→ Goal: Please list every line of the records that contains the word "ceiling", copying each such line in full.

→ Provided information:
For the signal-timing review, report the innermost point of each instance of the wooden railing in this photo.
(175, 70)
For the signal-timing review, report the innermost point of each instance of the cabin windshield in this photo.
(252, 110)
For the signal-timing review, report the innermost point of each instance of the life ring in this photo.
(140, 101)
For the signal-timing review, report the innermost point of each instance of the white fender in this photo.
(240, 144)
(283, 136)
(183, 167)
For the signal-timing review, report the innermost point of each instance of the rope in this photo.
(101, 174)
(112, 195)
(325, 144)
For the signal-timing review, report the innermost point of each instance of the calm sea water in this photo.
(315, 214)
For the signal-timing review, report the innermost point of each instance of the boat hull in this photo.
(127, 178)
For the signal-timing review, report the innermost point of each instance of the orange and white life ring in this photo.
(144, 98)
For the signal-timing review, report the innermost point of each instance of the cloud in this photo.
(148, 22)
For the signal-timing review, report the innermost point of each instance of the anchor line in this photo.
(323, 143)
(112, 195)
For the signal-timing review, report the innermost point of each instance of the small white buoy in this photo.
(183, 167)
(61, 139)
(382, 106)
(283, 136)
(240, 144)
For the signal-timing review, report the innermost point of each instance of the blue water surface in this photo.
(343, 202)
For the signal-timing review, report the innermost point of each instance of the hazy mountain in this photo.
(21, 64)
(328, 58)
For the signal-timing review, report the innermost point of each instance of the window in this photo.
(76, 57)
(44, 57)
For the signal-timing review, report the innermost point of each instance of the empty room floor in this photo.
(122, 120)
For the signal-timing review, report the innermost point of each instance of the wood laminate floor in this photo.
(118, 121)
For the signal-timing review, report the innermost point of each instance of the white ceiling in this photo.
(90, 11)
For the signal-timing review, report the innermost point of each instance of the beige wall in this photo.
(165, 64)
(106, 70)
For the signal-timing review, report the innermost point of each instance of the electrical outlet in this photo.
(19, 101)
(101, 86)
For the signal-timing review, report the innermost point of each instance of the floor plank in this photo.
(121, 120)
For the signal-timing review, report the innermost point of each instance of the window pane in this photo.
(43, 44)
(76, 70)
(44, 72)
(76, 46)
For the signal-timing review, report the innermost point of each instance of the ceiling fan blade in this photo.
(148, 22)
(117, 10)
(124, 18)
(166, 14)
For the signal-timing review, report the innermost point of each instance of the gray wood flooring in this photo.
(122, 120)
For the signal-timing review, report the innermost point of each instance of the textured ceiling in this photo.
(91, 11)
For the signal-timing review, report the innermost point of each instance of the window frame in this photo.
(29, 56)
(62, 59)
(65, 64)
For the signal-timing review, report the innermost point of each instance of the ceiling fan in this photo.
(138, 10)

==

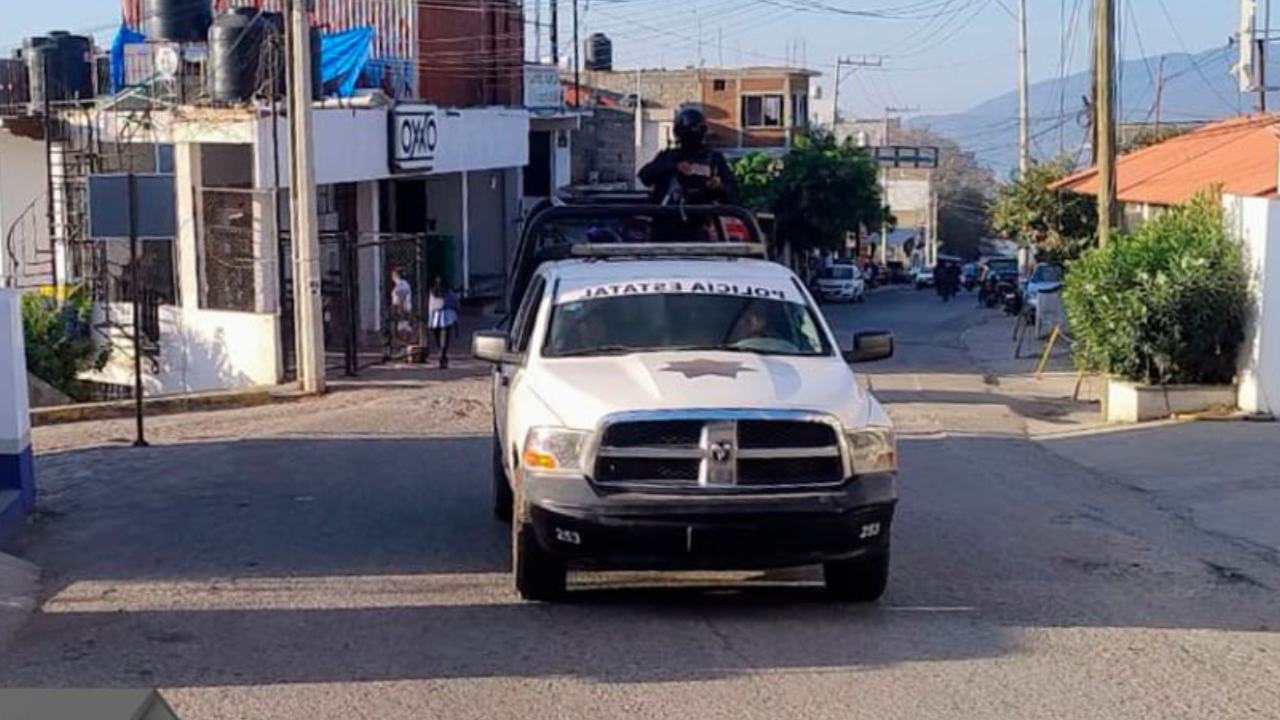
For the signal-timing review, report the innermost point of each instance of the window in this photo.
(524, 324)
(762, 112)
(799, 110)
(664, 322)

→ Answer to the exercise:
For the signal-timing review, report the innermost point of each instance of the white ceiling in this photo.
For the signal-timing review, report the innermost point of each instance of the ceiling fan blade in this photo.
For the signal-timing review, report the innermost point of each instance of the textured ceiling in this photo.
For the signal-timing review, report the innermost point of each instance of the ceiling fan in this photo.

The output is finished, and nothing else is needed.